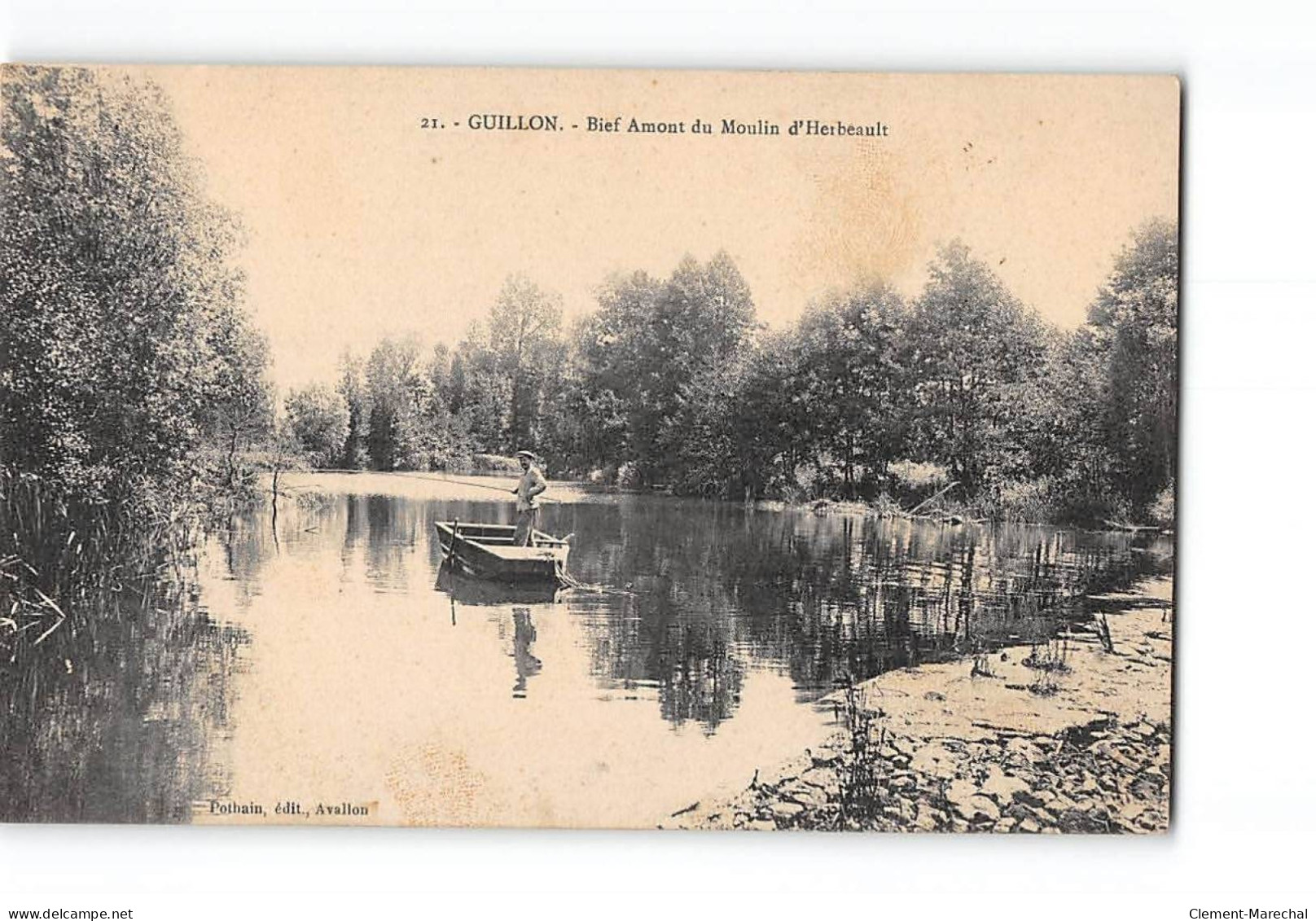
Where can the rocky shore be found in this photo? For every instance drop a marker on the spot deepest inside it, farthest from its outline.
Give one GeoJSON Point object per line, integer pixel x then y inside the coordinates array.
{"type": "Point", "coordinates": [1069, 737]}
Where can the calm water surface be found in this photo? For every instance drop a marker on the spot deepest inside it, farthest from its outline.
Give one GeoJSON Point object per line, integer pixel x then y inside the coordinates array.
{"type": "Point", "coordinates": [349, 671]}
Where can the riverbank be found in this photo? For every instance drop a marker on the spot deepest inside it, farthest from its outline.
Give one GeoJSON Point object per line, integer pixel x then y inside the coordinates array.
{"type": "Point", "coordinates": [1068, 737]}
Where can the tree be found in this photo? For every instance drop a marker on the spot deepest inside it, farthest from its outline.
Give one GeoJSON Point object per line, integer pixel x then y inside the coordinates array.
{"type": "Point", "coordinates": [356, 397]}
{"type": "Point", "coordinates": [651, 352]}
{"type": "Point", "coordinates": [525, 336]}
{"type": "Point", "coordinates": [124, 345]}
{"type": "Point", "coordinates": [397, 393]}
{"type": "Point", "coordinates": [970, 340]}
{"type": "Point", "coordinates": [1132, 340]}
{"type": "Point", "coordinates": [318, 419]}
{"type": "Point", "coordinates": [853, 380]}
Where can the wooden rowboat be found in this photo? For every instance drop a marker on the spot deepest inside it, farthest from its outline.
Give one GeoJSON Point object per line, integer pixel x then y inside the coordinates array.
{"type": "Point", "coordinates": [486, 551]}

• _Exercise objective_: Beginning at the line that contains "Where can the calm", retype each line of the listing up to and including the last one, exactly as it stands, and nothing else.

• _Complete output_:
Where can the calm water surface be found in this photo? For every instance drop a marker on the spot deepest inside it, farthest from its outline.
Give one GeoJSON Point object per line, integer pixel x then y inside the coordinates array.
{"type": "Point", "coordinates": [349, 671]}
Where can the riverbank be found in this photo? For every instance drop a marker on the spot deepest inside it, farthest from its outline.
Give one GeoJSON Point object per line, integer pixel x then y inside the coordinates array.
{"type": "Point", "coordinates": [1068, 737]}
Where can the tree be found in this photo? For every instance drop a marker on the spot deepest inside it, farthest from its outline.
Give one GeoJSON Point object per line, integer pixel x then y inside the coordinates array.
{"type": "Point", "coordinates": [356, 397]}
{"type": "Point", "coordinates": [651, 352]}
{"type": "Point", "coordinates": [525, 336]}
{"type": "Point", "coordinates": [124, 345]}
{"type": "Point", "coordinates": [397, 393]}
{"type": "Point", "coordinates": [970, 340]}
{"type": "Point", "coordinates": [1132, 340]}
{"type": "Point", "coordinates": [318, 419]}
{"type": "Point", "coordinates": [853, 380]}
Where can the wooden rowboat be found in this photo? For every instance drop a marker on the spot deepest inside it, farthest from its outline.
Give one GeoJSON Point object per line, integer pixel x then y inside the coordinates array.
{"type": "Point", "coordinates": [486, 551]}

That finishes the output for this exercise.